» **Work instruction**
Everything in the entries below should be restated exactly, except for the pictures.

» **Provided records**
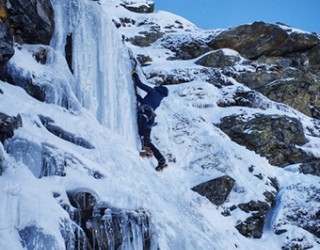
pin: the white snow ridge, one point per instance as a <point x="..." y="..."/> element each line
<point x="72" y="176"/>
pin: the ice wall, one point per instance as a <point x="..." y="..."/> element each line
<point x="100" y="64"/>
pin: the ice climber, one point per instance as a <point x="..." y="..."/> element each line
<point x="146" y="118"/>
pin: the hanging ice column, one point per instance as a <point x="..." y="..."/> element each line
<point x="100" y="63"/>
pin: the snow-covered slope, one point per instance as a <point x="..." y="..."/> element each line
<point x="101" y="112"/>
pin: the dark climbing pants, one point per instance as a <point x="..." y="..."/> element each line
<point x="144" y="129"/>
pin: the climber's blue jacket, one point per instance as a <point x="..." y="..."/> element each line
<point x="154" y="95"/>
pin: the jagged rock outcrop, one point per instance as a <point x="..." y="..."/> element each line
<point x="259" y="38"/>
<point x="140" y="8"/>
<point x="6" y="44"/>
<point x="216" y="190"/>
<point x="219" y="58"/>
<point x="7" y="126"/>
<point x="272" y="136"/>
<point x="29" y="21"/>
<point x="253" y="225"/>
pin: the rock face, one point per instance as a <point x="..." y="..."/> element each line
<point x="219" y="58"/>
<point x="30" y="21"/>
<point x="141" y="8"/>
<point x="274" y="137"/>
<point x="258" y="39"/>
<point x="216" y="190"/>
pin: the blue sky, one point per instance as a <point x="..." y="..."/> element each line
<point x="214" y="14"/>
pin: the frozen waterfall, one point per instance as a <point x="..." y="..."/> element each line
<point x="101" y="67"/>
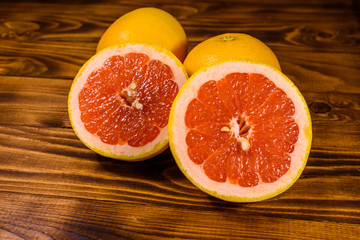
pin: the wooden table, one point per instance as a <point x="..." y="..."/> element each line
<point x="53" y="187"/>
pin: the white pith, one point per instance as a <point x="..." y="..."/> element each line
<point x="228" y="191"/>
<point x="125" y="151"/>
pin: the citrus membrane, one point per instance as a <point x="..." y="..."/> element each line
<point x="120" y="100"/>
<point x="240" y="131"/>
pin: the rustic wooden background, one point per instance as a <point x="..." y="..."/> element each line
<point x="53" y="187"/>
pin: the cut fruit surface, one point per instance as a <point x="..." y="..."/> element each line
<point x="120" y="100"/>
<point x="240" y="131"/>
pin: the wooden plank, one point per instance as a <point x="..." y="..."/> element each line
<point x="110" y="220"/>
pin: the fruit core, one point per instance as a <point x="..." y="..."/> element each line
<point x="128" y="99"/>
<point x="228" y="38"/>
<point x="241" y="129"/>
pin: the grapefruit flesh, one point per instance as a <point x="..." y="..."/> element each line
<point x="120" y="101"/>
<point x="245" y="133"/>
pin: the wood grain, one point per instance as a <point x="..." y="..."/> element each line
<point x="53" y="187"/>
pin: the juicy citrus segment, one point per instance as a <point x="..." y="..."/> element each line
<point x="112" y="106"/>
<point x="264" y="104"/>
<point x="120" y="101"/>
<point x="240" y="131"/>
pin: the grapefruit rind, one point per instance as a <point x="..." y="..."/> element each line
<point x="227" y="191"/>
<point x="121" y="152"/>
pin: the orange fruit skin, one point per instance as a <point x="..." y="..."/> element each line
<point x="229" y="46"/>
<point x="178" y="130"/>
<point x="147" y="25"/>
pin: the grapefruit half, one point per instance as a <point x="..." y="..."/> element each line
<point x="120" y="100"/>
<point x="240" y="131"/>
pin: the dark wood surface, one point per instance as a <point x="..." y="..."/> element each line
<point x="53" y="187"/>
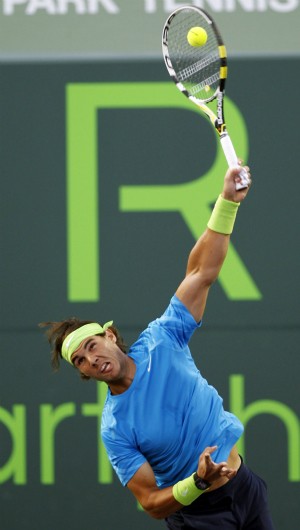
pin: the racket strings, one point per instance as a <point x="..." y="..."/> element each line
<point x="197" y="68"/>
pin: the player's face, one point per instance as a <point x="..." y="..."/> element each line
<point x="100" y="358"/>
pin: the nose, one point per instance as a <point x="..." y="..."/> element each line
<point x="92" y="360"/>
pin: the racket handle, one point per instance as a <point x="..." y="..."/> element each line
<point x="232" y="160"/>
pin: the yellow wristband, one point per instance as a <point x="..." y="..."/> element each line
<point x="223" y="216"/>
<point x="186" y="491"/>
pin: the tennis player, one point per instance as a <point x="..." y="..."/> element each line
<point x="164" y="427"/>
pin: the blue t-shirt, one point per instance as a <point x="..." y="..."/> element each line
<point x="170" y="413"/>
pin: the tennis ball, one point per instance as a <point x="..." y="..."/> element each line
<point x="197" y="36"/>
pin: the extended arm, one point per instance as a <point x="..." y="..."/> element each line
<point x="207" y="256"/>
<point x="160" y="503"/>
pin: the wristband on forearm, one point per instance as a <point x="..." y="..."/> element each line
<point x="223" y="216"/>
<point x="188" y="490"/>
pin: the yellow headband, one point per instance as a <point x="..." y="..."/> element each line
<point x="74" y="339"/>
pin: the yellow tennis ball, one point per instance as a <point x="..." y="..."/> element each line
<point x="197" y="36"/>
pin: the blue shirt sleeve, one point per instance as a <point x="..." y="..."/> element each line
<point x="178" y="322"/>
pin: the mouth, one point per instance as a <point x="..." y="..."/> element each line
<point x="105" y="368"/>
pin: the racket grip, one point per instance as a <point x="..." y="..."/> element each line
<point x="232" y="160"/>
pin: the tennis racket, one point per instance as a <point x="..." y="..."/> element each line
<point x="200" y="71"/>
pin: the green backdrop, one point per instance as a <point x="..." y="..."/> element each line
<point x="121" y="128"/>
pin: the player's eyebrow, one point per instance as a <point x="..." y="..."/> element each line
<point x="84" y="347"/>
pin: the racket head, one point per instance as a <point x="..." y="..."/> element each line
<point x="199" y="72"/>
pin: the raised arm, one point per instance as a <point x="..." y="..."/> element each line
<point x="208" y="254"/>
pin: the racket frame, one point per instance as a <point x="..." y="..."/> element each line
<point x="217" y="120"/>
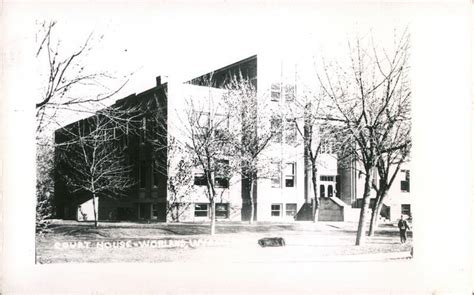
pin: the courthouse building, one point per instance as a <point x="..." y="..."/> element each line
<point x="284" y="196"/>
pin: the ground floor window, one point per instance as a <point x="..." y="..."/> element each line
<point x="290" y="210"/>
<point x="222" y="210"/>
<point x="200" y="210"/>
<point x="330" y="191"/>
<point x="276" y="210"/>
<point x="406" y="209"/>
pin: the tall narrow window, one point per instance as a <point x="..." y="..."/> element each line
<point x="290" y="175"/>
<point x="276" y="174"/>
<point x="290" y="92"/>
<point x="330" y="191"/>
<point x="275" y="92"/>
<point x="142" y="174"/>
<point x="290" y="131"/>
<point x="155" y="173"/>
<point x="125" y="138"/>
<point x="405" y="184"/>
<point x="275" y="126"/>
<point x="202" y="125"/>
<point x="322" y="191"/>
<point x="221" y="127"/>
<point x="143" y="130"/>
<point x="222" y="174"/>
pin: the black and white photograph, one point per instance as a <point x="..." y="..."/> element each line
<point x="236" y="147"/>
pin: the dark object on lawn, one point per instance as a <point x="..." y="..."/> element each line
<point x="271" y="242"/>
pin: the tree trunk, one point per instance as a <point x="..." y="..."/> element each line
<point x="213" y="217"/>
<point x="252" y="203"/>
<point x="95" y="211"/>
<point x="376" y="213"/>
<point x="361" y="229"/>
<point x="314" y="171"/>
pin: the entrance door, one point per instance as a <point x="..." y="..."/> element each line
<point x="144" y="211"/>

» **Output of the task**
pin: the white snow ridge, one point per instance as a <point x="..." y="..."/> element each line
<point x="72" y="176"/>
pin: the ice wall, one point per instance as a <point x="..." y="..."/> element each line
<point x="100" y="64"/>
pin: the ice climber, one point per instance as a <point x="..." y="..."/> element each line
<point x="146" y="118"/>
pin: the hanging ice column, one point per instance as a <point x="..." y="..."/> element each line
<point x="100" y="63"/>
pin: the snow-covered slope, one point per instance as a <point x="..." y="..."/> element each line
<point x="101" y="112"/>
pin: the dark climbing pants, one point per instance as a <point x="..." y="..."/> element each line
<point x="144" y="129"/>
pin: the climber's blue jacket, one point per instance as a <point x="..." y="..."/> element each line
<point x="154" y="95"/>
pin: the jagged rock outcrop, one point per instance as a <point x="..." y="..."/> element each line
<point x="259" y="38"/>
<point x="140" y="8"/>
<point x="6" y="44"/>
<point x="216" y="190"/>
<point x="219" y="58"/>
<point x="7" y="126"/>
<point x="272" y="136"/>
<point x="29" y="21"/>
<point x="253" y="225"/>
pin: the rock face, one point per instance as a <point x="..." y="..."/> element each line
<point x="219" y="58"/>
<point x="30" y="21"/>
<point x="141" y="8"/>
<point x="274" y="137"/>
<point x="258" y="39"/>
<point x="216" y="190"/>
pin: the blue sky, one point per instance as a <point x="..." y="..."/> element each line
<point x="214" y="14"/>
pin: the frozen waterfall, one point per instance as a <point x="..." y="..."/> element each line
<point x="101" y="67"/>
pin: the wooden table, one point per instance as a <point x="..." y="..."/> element each line
<point x="53" y="187"/>
pin: the white pith, one point per instance as a <point x="..." y="..."/> element each line
<point x="228" y="191"/>
<point x="125" y="151"/>
pin: the citrus membrane, one point per instance as a <point x="..." y="..."/> element each line
<point x="120" y="100"/>
<point x="240" y="131"/>
pin: the rustic wooden background, one point per instance as a <point x="..." y="..."/> element each line
<point x="53" y="187"/>
pin: the cut fruit surface, one point per instance as a <point x="..." y="..."/> element each line
<point x="120" y="100"/>
<point x="240" y="131"/>
pin: the wooden plank, one point per instance as a <point x="..." y="..."/> element each line
<point x="110" y="220"/>
pin: the fruit core, one point per instance as a <point x="..." y="..."/> element each line
<point x="128" y="99"/>
<point x="228" y="38"/>
<point x="241" y="129"/>
pin: the grapefruit flesh, one point per instance as a <point x="..." y="..."/> element each line
<point x="120" y="101"/>
<point x="245" y="133"/>
pin: the wood grain, one point per instance as a <point x="..." y="..."/> element each line
<point x="53" y="187"/>
pin: the juicy citrus segment, one point per instance as a <point x="..." y="..."/> element each line
<point x="112" y="106"/>
<point x="264" y="104"/>
<point x="120" y="101"/>
<point x="240" y="131"/>
pin: the grapefruit rind, one point per instance as a <point x="..." y="..."/> element each line
<point x="227" y="191"/>
<point x="121" y="152"/>
pin: the orange fruit skin, one point per instance as a <point x="..." y="..."/> element each line
<point x="229" y="46"/>
<point x="178" y="130"/>
<point x="147" y="25"/>
pin: the grapefruit half, one point per instance as a <point x="..." y="..."/> element each line
<point x="120" y="100"/>
<point x="240" y="131"/>
pin: the dark wood surface, one point per instance as a <point x="..." y="..."/> element each line
<point x="53" y="187"/>
pin: the racket strings, one point per instance as a <point x="..." y="..."/> element each line
<point x="197" y="68"/>
pin: the player's face, one point per instance as a <point x="..." y="..."/> element each line
<point x="100" y="358"/>
pin: the nose, one point per instance as a <point x="..." y="..."/> element each line
<point x="92" y="360"/>
pin: the racket handle, one point per instance as a <point x="..." y="..."/> element each line
<point x="232" y="160"/>
pin: the yellow wristband, one point per instance as a <point x="..." y="..."/> element each line
<point x="223" y="216"/>
<point x="186" y="491"/>
pin: the tennis player, one point per instance as a <point x="..." y="..."/> element each line
<point x="164" y="427"/>
pin: the blue t-shirt, one point per instance as a <point x="..." y="..."/> element each line
<point x="170" y="413"/>
pin: the tennis ball, one point per instance as a <point x="..." y="..."/> element each line
<point x="197" y="36"/>
pin: the extended arm, one point per instance as a <point x="..." y="..."/> element each line
<point x="207" y="256"/>
<point x="160" y="503"/>
pin: the wristband on forearm, one point per instance as a <point x="..." y="..."/> element each line
<point x="223" y="216"/>
<point x="188" y="490"/>
pin: the yellow headband, one point per instance as a <point x="..." y="..."/> element each line
<point x="74" y="339"/>
pin: the yellow tennis ball, one point per instance as a <point x="..." y="..."/> element each line
<point x="197" y="36"/>
pin: the blue shirt sleeve, one point per instance as a <point x="..." y="..."/> element each line
<point x="178" y="322"/>
pin: the mouth, one point per instance as a <point x="..." y="..."/> element each line
<point x="105" y="368"/>
pin: the racket grip, one point per instance as a <point x="..." y="..."/> element each line
<point x="232" y="160"/>
pin: the tennis racket, one point per instance as a <point x="..." y="..."/> element each line
<point x="200" y="71"/>
pin: the green backdrop, one point per instance as a <point x="..." y="..."/> element each line
<point x="121" y="128"/>
pin: the player's eyebrow, one point per instance as a <point x="..." y="..."/> element each line
<point x="84" y="347"/>
pin: the racket head, one point per instance as a <point x="..." y="..."/> element each line
<point x="199" y="72"/>
pin: the raised arm, one point per instance as a <point x="..." y="..."/> element each line
<point x="208" y="254"/>
pin: the racket frame, one point per instance as a <point x="..." y="..."/> element each line
<point x="217" y="120"/>
pin: the courthouse building, one point per instance as a <point x="..." y="..."/> element each line
<point x="284" y="196"/>
pin: the ground floor window, one point per instance as a <point x="..." y="..."/> element each line
<point x="290" y="210"/>
<point x="222" y="210"/>
<point x="200" y="210"/>
<point x="330" y="191"/>
<point x="276" y="210"/>
<point x="406" y="209"/>
pin: the tall narrow window, one point per instance as a <point x="..." y="..."/> element each line
<point x="290" y="175"/>
<point x="276" y="174"/>
<point x="290" y="92"/>
<point x="330" y="191"/>
<point x="275" y="92"/>
<point x="142" y="174"/>
<point x="290" y="131"/>
<point x="155" y="173"/>
<point x="125" y="138"/>
<point x="405" y="184"/>
<point x="275" y="126"/>
<point x="202" y="125"/>
<point x="322" y="191"/>
<point x="221" y="127"/>
<point x="143" y="130"/>
<point x="222" y="174"/>
pin: the black and white photograph, one point per instance as a <point x="..." y="..."/> element each line
<point x="236" y="147"/>
pin: the dark object on lawn, one point per instance as a <point x="..." y="..."/> element each line
<point x="271" y="242"/>
pin: the tree trunk, one point per instance as a <point x="..." y="..."/> element each line
<point x="213" y="217"/>
<point x="252" y="203"/>
<point x="95" y="211"/>
<point x="376" y="213"/>
<point x="361" y="229"/>
<point x="314" y="171"/>
pin: the entrance door, one point per instance as a <point x="..." y="..."/> element each line
<point x="144" y="211"/>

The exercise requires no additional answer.